## Work request
Write the records out again without change. Leave the pictures behind.

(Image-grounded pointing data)
___
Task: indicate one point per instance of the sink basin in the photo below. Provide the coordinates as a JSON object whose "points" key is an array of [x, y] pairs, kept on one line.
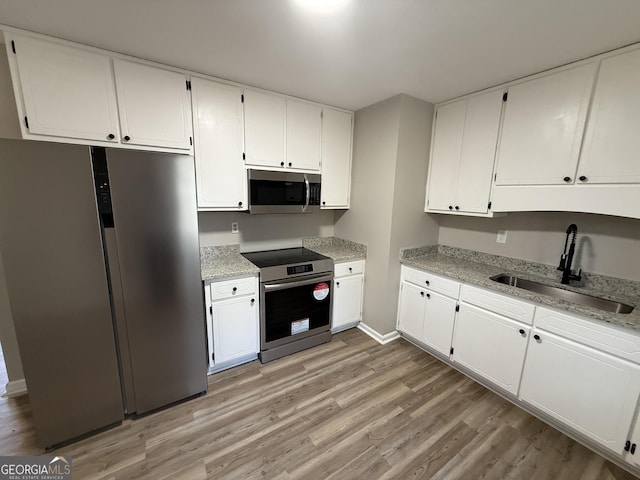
{"points": [[575, 297]]}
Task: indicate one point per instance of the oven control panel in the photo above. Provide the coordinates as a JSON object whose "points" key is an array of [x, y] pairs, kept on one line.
{"points": [[297, 269]]}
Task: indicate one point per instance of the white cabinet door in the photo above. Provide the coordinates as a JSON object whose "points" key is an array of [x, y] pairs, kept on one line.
{"points": [[264, 129], [235, 328], [588, 390], [219, 144], [304, 135], [478, 153], [490, 345], [337, 134], [67, 91], [632, 455], [347, 301], [445, 155], [154, 106], [439, 319], [543, 127], [411, 310], [612, 141], [463, 154]]}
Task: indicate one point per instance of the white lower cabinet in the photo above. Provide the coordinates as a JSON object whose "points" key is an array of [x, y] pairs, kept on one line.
{"points": [[491, 345], [425, 315], [590, 391], [232, 322], [348, 291]]}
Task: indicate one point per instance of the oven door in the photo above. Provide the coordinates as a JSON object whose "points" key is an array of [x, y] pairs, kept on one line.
{"points": [[293, 309]]}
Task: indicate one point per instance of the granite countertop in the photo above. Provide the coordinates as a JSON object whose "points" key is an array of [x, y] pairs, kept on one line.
{"points": [[225, 261], [338, 249], [476, 268]]}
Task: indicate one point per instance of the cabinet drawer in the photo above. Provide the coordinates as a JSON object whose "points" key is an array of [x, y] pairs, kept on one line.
{"points": [[232, 288], [589, 332], [497, 303], [348, 268], [447, 287]]}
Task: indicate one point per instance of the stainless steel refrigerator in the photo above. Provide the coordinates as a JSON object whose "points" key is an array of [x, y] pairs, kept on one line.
{"points": [[101, 257]]}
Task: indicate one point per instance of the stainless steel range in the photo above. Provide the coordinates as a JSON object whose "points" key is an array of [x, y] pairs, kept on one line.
{"points": [[295, 300]]}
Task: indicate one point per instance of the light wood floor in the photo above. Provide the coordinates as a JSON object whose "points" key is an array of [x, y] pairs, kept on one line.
{"points": [[350, 409]]}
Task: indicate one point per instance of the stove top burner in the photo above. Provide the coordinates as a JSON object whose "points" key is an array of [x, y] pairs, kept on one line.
{"points": [[288, 263], [285, 256]]}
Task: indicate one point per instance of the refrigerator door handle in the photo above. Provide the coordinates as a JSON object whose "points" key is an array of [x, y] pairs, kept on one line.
{"points": [[119, 320]]}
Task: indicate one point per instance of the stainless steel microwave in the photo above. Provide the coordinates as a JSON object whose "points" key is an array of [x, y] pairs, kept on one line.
{"points": [[283, 192]]}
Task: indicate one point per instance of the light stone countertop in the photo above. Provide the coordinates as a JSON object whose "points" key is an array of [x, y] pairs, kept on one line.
{"points": [[225, 261], [476, 268], [338, 249]]}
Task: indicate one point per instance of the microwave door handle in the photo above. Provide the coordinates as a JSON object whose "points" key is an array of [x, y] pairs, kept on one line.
{"points": [[308, 196]]}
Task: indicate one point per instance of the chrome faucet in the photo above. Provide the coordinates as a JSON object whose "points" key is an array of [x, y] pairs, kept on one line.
{"points": [[567, 258]]}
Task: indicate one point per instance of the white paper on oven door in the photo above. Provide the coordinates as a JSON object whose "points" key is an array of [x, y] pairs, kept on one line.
{"points": [[300, 326]]}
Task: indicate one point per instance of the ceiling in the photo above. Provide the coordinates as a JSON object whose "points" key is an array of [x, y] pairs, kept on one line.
{"points": [[351, 55]]}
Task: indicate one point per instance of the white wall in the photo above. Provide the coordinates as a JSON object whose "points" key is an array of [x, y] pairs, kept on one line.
{"points": [[391, 144], [262, 232], [606, 245]]}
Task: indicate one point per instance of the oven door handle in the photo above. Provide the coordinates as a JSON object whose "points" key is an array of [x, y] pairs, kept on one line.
{"points": [[270, 287], [308, 195]]}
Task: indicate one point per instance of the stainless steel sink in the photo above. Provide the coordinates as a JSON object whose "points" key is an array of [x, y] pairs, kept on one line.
{"points": [[575, 297]]}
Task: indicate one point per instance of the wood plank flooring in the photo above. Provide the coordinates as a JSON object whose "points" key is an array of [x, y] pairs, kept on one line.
{"points": [[349, 409]]}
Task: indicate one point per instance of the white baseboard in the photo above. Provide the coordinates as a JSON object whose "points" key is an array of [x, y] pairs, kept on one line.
{"points": [[15, 388], [378, 337]]}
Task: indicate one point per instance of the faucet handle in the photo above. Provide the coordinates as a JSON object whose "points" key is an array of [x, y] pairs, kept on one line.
{"points": [[563, 262]]}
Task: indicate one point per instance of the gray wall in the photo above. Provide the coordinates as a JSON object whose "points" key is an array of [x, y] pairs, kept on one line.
{"points": [[391, 143], [8, 338], [261, 232], [606, 245]]}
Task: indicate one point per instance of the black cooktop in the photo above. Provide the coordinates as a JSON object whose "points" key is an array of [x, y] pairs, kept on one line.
{"points": [[284, 256]]}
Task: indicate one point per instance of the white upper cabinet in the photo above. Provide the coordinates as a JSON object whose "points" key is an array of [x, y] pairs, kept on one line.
{"points": [[463, 154], [154, 106], [304, 134], [337, 134], [66, 91], [612, 141], [543, 127], [219, 143], [264, 129]]}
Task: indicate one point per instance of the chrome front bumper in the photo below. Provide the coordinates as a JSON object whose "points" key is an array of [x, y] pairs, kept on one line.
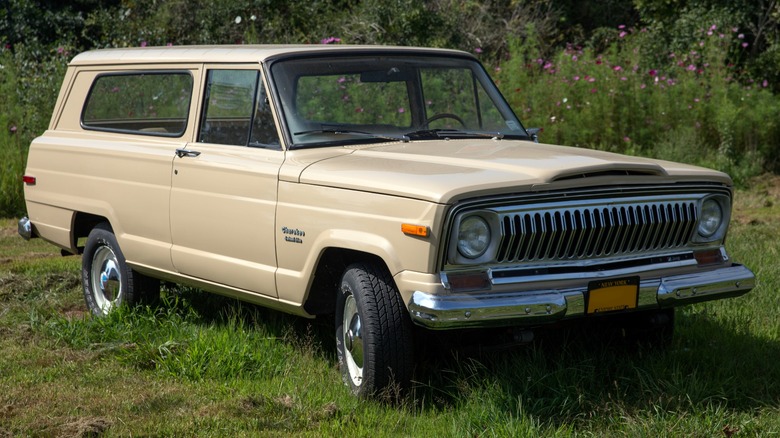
___
## Solution
Task: indicate one point per instance of the sink basin in the photo below. Provide the coordinates as a JSON object whose "points" key is an array of [x, y] pairs, kept on one line.
{"points": [[575, 297]]}
Task: indicate one point per instance of the oven control panel in the photo above. Provide the coordinates as a JSON object whose "points" key is an array of [x, y] pairs, kept on one line.
{"points": [[297, 269]]}
Task: indicate one point per instance of the white cabinet door in the photo above. Provide the coordinates as a JSON object whose "points" key is an array of [x, y] pairs, kept on one line.
{"points": [[264, 129], [235, 328], [588, 390], [219, 144], [304, 135], [478, 153], [490, 345], [337, 134], [67, 91], [632, 455], [347, 301], [445, 155], [154, 106], [439, 319], [543, 127], [411, 310], [612, 141], [463, 154]]}
Task: indicate one point per instance of the white lower cabinet in the photo above. Provide the coordinates as a JSON object whose "points" key is an array of [x, y] pairs, kept on one line.
{"points": [[491, 345], [425, 315], [590, 391], [232, 322], [348, 291]]}
Task: indicate one point per instance of the oven door in the photo above. Provide the coordinates as a JSON object whose "points" key is an array of [x, y] pairs, kept on one line.
{"points": [[293, 309]]}
Task: indicate one point per instance of the granite countertop in the photo above. Provide the coordinates as a JSON object whose "points" key is an array of [x, y] pairs, kept on one line.
{"points": [[225, 261], [338, 249], [476, 268]]}
Task: indicate one point per instance of the cabinet drawer in the photo above. Provide the coordinates as a JSON object whose "points" key is an array of [x, y] pairs, kept on one line.
{"points": [[232, 288], [589, 332], [497, 303], [348, 268], [447, 287]]}
Task: indicate one point per instance of the stainless steel refrigerator in the photo above. Provide the coordinates as a JSON object whose "points" key is an array of [x, y] pairs, kept on one line.
{"points": [[101, 257]]}
Task: indicate one point per instance of the stainless steel range in the photo above. Provide the coordinates as a JSON object whose "points" key is an array of [x, y] pairs, kept on one line.
{"points": [[295, 300]]}
Task: indicate one point per instance of the light wood floor in the photo above. Provide the coordinates as a JSON object whose "points" key is an array of [x, y] pairs, kept on one line.
{"points": [[350, 409]]}
Task: indicate one point per instance of the stove top burner in the photo above. Provide the coordinates as a JSON object whose "points" key is an array of [x, y] pairs, kept on one line.
{"points": [[288, 263], [285, 256]]}
Task: indicate one point per instance of the refrigerator door handle in the photo above. Provide the coordinates as a JSON object whose "points" key is an array of [x, y] pairs, kept on one line.
{"points": [[119, 320]]}
Task: indicate one point per instance of the stainless steel microwave in the photo above. Provide the coordinates as a JSON object whose "points" key is an array of [x, y] pairs, kept on one line.
{"points": [[283, 192]]}
Task: indicate one point per instance of the light stone countertop in the photo above. Provide the coordinates as a JSON object whose "points" key is an array of [x, y] pairs, kept on one line.
{"points": [[225, 261], [476, 268], [338, 249]]}
Task: indicate one point per instance of the microwave door handle in the photo above. Provide the coordinates as a JSON object whose "points" key is an array of [x, y] pairs, kept on one line.
{"points": [[308, 196]]}
Task: indicate one point per instance of the chrome faucet in the photo above. Provide the coordinates as a JSON object whose "points" key is an array of [x, y] pairs, kept on one line.
{"points": [[567, 258]]}
Task: indicate one point per instance of the white paper on oven door in the photo above. Provide the coordinates as a JSON object whose "points" key is an array of [x, y] pairs, kept on one line.
{"points": [[300, 326]]}
Task: indicate one point per instance of the ceiling in the photo above. Provide the coordinates as a JSON object whose "points" key is an array of [x, y] pairs, kept on one line.
{"points": [[351, 55]]}
Task: indicate one point per instance of the white wall in the photo above. Provide the coordinates as a JSON object whose "points" key is an array of [x, y] pairs, kept on one line.
{"points": [[391, 144], [262, 232], [606, 245]]}
Task: indicate one point per instance of the oven door handle in the photo above. Provide the coordinates as a JSON object whose "points" key is an array of [x, y] pairs, kept on one line.
{"points": [[270, 287], [308, 195]]}
Task: indicate one point per instance of the stainless steel sink in the photo above. Provide the coordinates as a JSON object whose "points" key is an array of [x, y] pairs, kept on one line.
{"points": [[575, 297]]}
Task: indicate one point per instance of the wood plank flooring in the photo above. Provide the coordinates as a JSON object whose "points" key is an array of [x, y] pairs, kept on one line.
{"points": [[349, 409]]}
Task: indicate one point per instance of the white baseboard in the photo above. Provide the coordinates as a JSON object whose "points" key is an array of [x, y] pairs, kept on one line.
{"points": [[15, 388], [378, 337]]}
Task: indicate one point per instance of the faucet handle in the photo above. Provide the coordinates as a JSON object whose "points" key is an array of [x, y] pairs, kept on one line.
{"points": [[563, 262]]}
Task: indicate one point per instance of the gray wall in the photo above. Provide the coordinates as a JSON object whose "points" key is an array of [x, y] pairs, kept on one line.
{"points": [[391, 143], [8, 338], [261, 232], [606, 245]]}
Task: indicate one point per instance of the black cooktop in the photo above. Provide the coordinates as a JSON object whose "points" key is an array of [x, y] pairs, kept on one line.
{"points": [[284, 256]]}
Task: indicate one point per instance of the white upper cabinet in the photo above. Provide the coordinates as a JSON object whose "points" key is an array of [x, y] pairs, kept on one line.
{"points": [[463, 154], [154, 106], [304, 134], [337, 134], [66, 91], [612, 141], [543, 127], [219, 143], [264, 129]]}
Task: indicate one point per instance of the chrome front bumper in the photo below. Provide the coordinates as a JSON object whose "points" key is an array of [x, y] pairs, kept on one line.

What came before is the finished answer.